** BEGIN DATA LISTING **
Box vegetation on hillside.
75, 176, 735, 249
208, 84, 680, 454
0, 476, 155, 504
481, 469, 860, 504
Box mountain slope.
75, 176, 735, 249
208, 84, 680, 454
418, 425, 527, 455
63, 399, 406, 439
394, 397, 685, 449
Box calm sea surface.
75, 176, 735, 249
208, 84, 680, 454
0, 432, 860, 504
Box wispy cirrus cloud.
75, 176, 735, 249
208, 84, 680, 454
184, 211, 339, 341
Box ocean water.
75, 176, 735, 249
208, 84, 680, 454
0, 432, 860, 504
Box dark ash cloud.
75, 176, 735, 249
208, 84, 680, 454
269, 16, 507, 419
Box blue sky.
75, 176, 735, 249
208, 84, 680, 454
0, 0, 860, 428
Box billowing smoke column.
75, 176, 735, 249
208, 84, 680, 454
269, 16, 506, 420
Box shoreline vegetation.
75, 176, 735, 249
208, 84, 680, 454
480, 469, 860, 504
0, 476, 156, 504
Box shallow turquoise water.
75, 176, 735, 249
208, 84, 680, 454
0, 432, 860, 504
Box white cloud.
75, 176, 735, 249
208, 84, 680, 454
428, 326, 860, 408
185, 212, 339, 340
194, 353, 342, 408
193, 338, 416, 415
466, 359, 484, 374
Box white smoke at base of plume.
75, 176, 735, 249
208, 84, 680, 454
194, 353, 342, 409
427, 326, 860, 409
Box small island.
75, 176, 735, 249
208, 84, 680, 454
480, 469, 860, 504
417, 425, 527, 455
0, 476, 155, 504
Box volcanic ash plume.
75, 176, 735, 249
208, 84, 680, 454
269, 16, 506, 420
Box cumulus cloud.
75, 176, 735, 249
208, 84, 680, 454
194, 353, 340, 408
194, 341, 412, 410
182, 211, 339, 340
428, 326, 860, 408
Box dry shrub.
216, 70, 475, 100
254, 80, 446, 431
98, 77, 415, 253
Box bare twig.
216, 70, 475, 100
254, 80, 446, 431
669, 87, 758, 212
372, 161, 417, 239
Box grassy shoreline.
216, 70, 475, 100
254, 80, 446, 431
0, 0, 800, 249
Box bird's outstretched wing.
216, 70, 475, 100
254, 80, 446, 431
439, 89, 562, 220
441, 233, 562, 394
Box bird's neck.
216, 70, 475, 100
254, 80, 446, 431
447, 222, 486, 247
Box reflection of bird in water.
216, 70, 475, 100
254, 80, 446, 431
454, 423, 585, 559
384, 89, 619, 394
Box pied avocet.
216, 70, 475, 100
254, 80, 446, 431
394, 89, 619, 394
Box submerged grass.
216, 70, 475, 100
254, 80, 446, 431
** END DATA LISTING **
▸ **TO DO**:
Rescale the items from the line with "Box calm sea surface." up to and including the line with "269, 16, 507, 419" by multiplying each bounding-box coordinate in the answers by 0.35 and rounding to whole numbers, with halves rounded up. Return every line in that stretch, keeping the requests and all other lines unchanged, and give nothing beyond those lines.

▸ **RESULT**:
Box calm sea surface.
75, 176, 735, 249
208, 84, 680, 454
0, 151, 301, 176
Box wispy cirrus cloud.
75, 176, 735, 249
208, 84, 680, 454
64, 74, 119, 119
Box ocean water.
75, 176, 735, 249
208, 84, 680, 454
0, 151, 301, 176
Box dark ash cloud.
75, 176, 735, 249
208, 84, 680, 454
94, 6, 177, 147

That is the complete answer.